***** DATASET EXCERPTS *****

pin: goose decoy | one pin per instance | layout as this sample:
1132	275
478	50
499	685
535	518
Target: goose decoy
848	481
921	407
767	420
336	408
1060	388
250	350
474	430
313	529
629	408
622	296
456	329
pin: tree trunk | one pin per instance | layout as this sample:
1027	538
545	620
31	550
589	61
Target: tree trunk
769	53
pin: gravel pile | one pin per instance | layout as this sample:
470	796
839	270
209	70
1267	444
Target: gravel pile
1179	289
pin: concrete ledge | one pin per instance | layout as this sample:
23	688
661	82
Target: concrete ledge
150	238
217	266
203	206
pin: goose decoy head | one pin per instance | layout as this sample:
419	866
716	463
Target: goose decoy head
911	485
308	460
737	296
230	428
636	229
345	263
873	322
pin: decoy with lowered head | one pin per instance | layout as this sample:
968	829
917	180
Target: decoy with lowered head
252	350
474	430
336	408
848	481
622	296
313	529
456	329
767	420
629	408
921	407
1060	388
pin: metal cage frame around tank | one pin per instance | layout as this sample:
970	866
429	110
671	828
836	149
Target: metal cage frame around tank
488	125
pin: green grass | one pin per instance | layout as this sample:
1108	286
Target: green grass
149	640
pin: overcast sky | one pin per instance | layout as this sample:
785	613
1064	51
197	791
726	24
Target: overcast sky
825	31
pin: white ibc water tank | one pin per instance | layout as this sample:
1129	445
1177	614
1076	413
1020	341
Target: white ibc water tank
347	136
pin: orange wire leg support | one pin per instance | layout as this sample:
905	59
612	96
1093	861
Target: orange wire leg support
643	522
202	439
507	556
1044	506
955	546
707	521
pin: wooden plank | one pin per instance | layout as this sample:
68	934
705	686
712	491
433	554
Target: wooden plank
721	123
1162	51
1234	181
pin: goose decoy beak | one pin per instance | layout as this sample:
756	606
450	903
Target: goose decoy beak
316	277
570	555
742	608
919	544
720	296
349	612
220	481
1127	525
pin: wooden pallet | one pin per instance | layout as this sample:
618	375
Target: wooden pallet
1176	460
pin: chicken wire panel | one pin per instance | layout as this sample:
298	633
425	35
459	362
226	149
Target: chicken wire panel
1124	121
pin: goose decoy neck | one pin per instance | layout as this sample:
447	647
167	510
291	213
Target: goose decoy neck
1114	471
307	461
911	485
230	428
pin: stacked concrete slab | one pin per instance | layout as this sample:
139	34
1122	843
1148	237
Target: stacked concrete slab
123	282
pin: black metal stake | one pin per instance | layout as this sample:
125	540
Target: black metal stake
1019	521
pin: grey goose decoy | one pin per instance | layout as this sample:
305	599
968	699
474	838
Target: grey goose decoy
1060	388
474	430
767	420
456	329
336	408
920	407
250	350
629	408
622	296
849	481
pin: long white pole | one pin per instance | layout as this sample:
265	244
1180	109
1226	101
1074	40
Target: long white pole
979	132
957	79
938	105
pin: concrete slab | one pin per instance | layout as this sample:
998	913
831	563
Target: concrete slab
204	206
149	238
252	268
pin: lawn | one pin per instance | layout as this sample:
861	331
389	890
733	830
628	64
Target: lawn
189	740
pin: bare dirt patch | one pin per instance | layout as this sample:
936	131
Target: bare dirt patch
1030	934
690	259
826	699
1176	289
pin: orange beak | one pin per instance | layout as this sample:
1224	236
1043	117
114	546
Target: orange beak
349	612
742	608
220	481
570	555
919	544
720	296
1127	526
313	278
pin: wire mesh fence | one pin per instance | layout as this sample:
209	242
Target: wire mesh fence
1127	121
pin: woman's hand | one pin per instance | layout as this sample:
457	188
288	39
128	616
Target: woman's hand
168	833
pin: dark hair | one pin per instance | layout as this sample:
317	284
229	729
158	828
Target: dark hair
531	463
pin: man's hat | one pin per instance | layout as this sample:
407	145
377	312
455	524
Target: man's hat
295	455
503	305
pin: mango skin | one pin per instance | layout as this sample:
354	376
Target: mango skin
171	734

*****

**GIVEN PROBLEM:** Your task is to output the full set of records exactly as presented.

**TASK SOLUTION:**
pin: goose decoy | one pin per instance | layout as this sample:
1132	275
478	50
499	685
535	518
Target: goose decoy
848	481
921	407
767	420
336	408
1060	388
250	350
474	430
313	529
629	408
622	296
456	329
pin: tree trunk | one pin per instance | layout as this sample:
1027	538
545	620
31	550
589	61
Target: tree trunk
769	53
pin: gravel pile | one pin per instance | layout as this sample:
470	796
839	270
209	70
1267	444
Target: gravel pile
1179	289
pin: concrete ledge | one pin per instance | layout as this sample:
23	688
661	82
Target: concrete ledge
150	238
217	266
203	206
pin: goose decoy head | one pin per instance | layout as this sample:
419	866
716	463
Target: goose decoy head
911	485
308	460
737	296
230	428
636	229
345	263
873	322
pin: decoy with lowered head | one pin per instance | layout as this sample:
968	829
917	180
Target: decoy with lowered head
252	350
474	430
336	408
848	481
622	296
313	529
456	329
767	420
629	408
921	407
1060	388
pin: metal cage frame around tank | one pin per instance | layout as this sample:
970	866
429	110
671	828
836	149
Target: metal cage frame around tank
488	125
pin: green grass | one pin per instance | layout as this sample:
1108	286
Target: green grass
149	640
pin: overcast sky | one pin per instance | layout as this sample:
785	613
1064	51
197	791
726	24
Target: overcast sky
825	31
pin: white ibc water tank | one pin per instance | layout as this sample:
1129	445
1177	614
1076	413
1020	341
Target: white ibc water tank
347	136
pin: orange wire leg support | one pin per instance | layout as this sample:
905	59
612	96
1093	861
Target: orange wire leg support
643	522
202	439
507	556
1044	506
955	546
707	521
pin: wooden plank | one pin per instance | layout as this sample:
68	934
705	686
712	491
433	554
Target: wooden plank
721	123
1162	51
1234	181
pin: goose decoy beak | one pin per instance | layout as this sample:
756	606
450	903
Target: goose decoy beak
316	277
570	555
742	608
919	544
720	296
349	612
220	481
1127	525
pin: wooden pallet | one pin per instance | layout as this sample:
618	375
Target: wooden pallet
1176	460
pin: chicken wire panel | one pin per instance | layout as this sample:
298	633
425	35
459	362
226	149
Target: chicken wire panel
1124	121
pin: goose decoy neck | one pin per instance | layout as this sample:
447	647
167	510
291	213
Target: goose decoy neck
1114	471
307	461
911	485
230	428
pin: stacked concrete slab | one pin per instance | layout as this sample:
139	34
1122	843
1148	237
Target: stacked concrete slab
123	282
pin: black metal stake | one pin per instance | layout as this sample:
125	540
Target: black metal stake
1019	521
pin: grey goose decoy | one pin per instance | layout as this sample:
305	599
968	699
474	838
Target: grey goose decoy
1060	388
474	430
767	420
456	329
336	408
920	407
250	350
629	408
622	296
849	481
pin: long white pole | one pin per instance | layout as this sample:
265	244
1180	109
1226	101
1074	40
Target: long white pole
979	132
957	79
938	105
pin: concrete slab | one pin per instance | layout as this sample:
998	913
831	563
Target: concrete slab
204	206
149	238
252	268
pin: lawn | one pin per instance | layout as this sample:
861	331
389	890
733	830
628	64
Target: lawn
189	740
pin: bare dirt patch | one pin per instance | layout as this sample:
936	131
Target: bare dirt patch
1030	934
690	259
826	699
1176	289
pin: orange beak | one pin per instance | layout as this sample:
1224	236
1043	117
114	546
Target: orange beak
349	612
742	608
220	481
570	555
919	544
720	296
1127	526
313	278
pin: wire mesh fence | one pin per instance | layout as this sample:
209	242
Target: wire mesh fence
1127	121
pin: woman's hand | one pin per instance | layout as this sample:
457	188
288	39
128	616
Target: woman's hand
168	833
pin: dark hair | one pin per instance | layout as this sample:
317	284
229	729
158	828
Target: dark hair
531	463
pin: man's hat | one pin per instance | layout as this sample:
407	145
377	312
455	524
Target: man's hat
295	455
503	305
pin: mango skin | one pin per instance | layout as this sample:
354	376
Target: mango skin
171	734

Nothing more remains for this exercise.